### Actions to take
1: Copy word for word everything in the passage on science and theology from "There seems to" down to "trump scientific statements.".
2: Resume the passage on science and theology, starting right after its last sentence.

### Reading text
========
Within both science and theology, we need to recognize that there are certain beliefs that we can have more confidence in than others. Beliefs comes in degrees of certitude. In Christian theology, given the data of Scripture the deity of Christ is a high mark of relative certainty. Similarly, the Second Law of Thermodynamics is a high mark we can be relatively certain of in science. Both fields have mystery on even fundamental tenets in the field: the Trinity in theology and the nature of light for the physicist. Both scientists and theologians need to recognize that theories and doctrines are interpretive abstractions, models, which cannot be confused with the data itself in nature and Scripture. Perhaps our interpretation of the data does express the truth, perhaps only partly, or perhaps we misinterpret the data altogether.
There seems to be four normative views (V1-V4) concerning the philosophical relationship of religion and science, two of which are conflicting and two of which are non-conflicting:
V1 If there is conflict, then scientific statements trump religious statements.
V2 If there is conflict, then religious statements trump scientific statements.
========
Region pointing data:
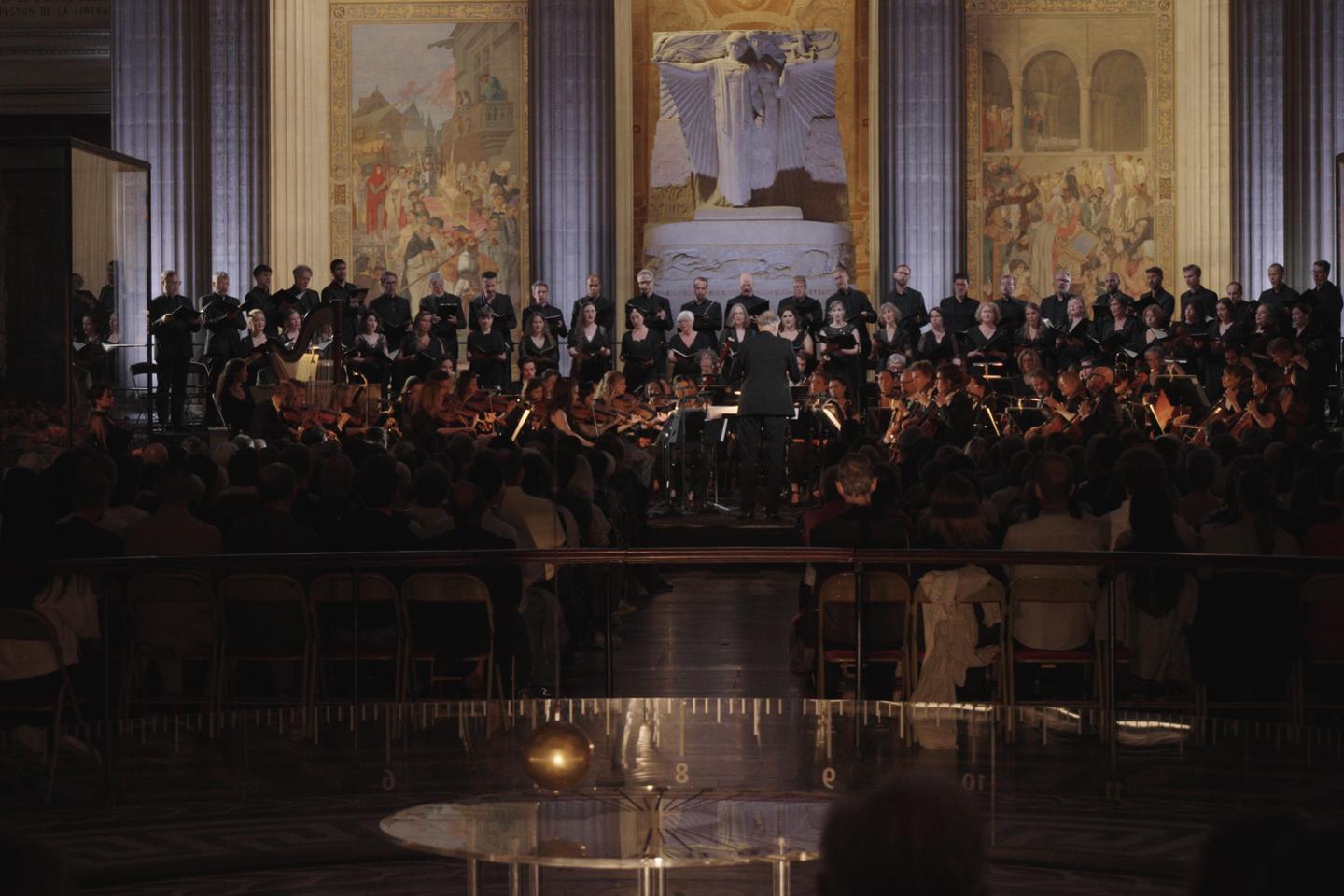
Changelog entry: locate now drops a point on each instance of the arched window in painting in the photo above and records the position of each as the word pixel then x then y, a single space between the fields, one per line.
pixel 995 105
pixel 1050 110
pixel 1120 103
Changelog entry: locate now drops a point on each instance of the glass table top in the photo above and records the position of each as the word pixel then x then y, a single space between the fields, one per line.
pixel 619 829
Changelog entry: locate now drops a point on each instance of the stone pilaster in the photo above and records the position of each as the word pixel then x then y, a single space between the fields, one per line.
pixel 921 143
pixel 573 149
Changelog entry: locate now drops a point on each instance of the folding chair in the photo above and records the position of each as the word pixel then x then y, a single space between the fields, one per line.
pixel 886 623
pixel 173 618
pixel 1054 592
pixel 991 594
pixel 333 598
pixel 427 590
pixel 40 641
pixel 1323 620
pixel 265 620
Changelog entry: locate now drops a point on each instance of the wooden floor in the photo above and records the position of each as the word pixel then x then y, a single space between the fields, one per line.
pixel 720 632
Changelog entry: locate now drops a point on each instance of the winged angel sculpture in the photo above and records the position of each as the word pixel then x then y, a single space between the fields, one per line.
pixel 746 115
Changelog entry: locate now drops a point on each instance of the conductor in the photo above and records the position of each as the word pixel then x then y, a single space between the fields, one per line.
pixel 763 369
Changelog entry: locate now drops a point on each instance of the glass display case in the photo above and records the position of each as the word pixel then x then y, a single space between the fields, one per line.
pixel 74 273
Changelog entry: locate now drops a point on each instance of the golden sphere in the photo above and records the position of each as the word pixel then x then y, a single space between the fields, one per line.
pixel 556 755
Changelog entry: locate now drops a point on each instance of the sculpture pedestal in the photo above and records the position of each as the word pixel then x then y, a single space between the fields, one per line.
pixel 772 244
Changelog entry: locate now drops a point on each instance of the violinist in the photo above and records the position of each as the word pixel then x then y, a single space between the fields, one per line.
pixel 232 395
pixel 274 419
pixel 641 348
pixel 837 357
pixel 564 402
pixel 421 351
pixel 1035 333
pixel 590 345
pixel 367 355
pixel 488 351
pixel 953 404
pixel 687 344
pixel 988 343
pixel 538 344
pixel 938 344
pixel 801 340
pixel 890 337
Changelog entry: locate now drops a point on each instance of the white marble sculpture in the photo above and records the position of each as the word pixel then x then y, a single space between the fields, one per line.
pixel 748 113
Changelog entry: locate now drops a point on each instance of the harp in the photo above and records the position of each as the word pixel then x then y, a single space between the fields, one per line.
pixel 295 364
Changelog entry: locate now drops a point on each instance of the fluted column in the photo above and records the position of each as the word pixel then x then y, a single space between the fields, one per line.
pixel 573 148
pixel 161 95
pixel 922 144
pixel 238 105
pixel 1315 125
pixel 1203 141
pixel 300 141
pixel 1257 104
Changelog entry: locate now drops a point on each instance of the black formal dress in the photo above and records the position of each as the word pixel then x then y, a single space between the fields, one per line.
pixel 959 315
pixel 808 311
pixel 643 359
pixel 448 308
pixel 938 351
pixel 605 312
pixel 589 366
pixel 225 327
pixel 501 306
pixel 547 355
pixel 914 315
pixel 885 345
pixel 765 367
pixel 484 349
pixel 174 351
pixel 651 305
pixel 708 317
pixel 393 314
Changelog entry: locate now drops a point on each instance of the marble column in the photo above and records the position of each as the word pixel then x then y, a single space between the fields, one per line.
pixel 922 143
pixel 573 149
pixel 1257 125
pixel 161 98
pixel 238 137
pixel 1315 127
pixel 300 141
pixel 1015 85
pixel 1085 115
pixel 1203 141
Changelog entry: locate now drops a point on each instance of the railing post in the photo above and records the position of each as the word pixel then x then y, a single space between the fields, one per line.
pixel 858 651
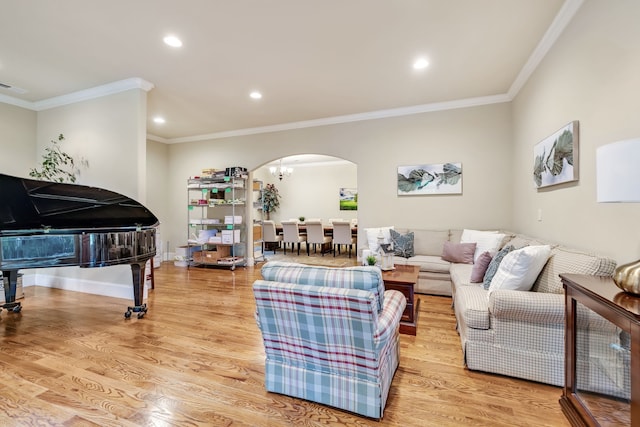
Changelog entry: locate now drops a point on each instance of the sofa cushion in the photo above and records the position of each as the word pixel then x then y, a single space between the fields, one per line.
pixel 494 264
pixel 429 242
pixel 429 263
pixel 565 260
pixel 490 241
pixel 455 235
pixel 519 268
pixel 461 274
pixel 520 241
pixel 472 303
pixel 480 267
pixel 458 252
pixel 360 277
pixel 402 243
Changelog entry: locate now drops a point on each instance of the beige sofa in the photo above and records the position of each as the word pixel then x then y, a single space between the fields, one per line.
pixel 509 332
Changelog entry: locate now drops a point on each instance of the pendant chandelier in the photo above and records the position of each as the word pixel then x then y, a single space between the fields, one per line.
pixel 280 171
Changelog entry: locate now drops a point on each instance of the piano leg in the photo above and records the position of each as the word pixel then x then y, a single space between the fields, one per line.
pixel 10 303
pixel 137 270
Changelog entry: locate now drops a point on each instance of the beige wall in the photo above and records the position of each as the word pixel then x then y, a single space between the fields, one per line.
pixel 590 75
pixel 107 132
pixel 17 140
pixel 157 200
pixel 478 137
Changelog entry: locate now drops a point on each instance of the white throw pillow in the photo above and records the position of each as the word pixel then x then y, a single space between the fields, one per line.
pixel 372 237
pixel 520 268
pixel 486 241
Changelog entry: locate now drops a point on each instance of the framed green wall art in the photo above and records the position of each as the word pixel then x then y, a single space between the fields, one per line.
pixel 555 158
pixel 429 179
========
### Answers to this exercise
1:
There seems to be four normative views (V1-V4) concerning the philosophical relationship of religion and science, two of which are conflicting and two of which are non-conflicting:
V1 If there is conflict, then scientific statements trump religious statements.
V2 If there is conflict, then religious statements trump scientific statements.

2:
V3 Religious statements and scientific statements cannot conflict as they are entirely separate domains of inquiry (NOMA or Non-overlapping magisterial authority). Science tells us how the heavens go, religion tells us how to go to heaven; science tells us about the age of rocks, religion tells us about the Rock of Ages.
V4 Religious statements and scientific statements may appear to conflict, but don’t really conflict at the level of the facts when properly understood.
V1 and V2 are to be rejected by Christians as they assume that a fundamental incompatibility exists between the worlds of nature and Scripture, as in scientism or a sort of religious fundamentalism that lacks appreciation for a literary rather than a strict literal interpretation of the Bible. But if God exists, and we have good independent reasons for thinking so, then this is untenable because of the unity of truth thesis which affirms that all truth is God’s truth and cannot contradict. This holds for both Word and work, Scripture and nature, where God is the author of both.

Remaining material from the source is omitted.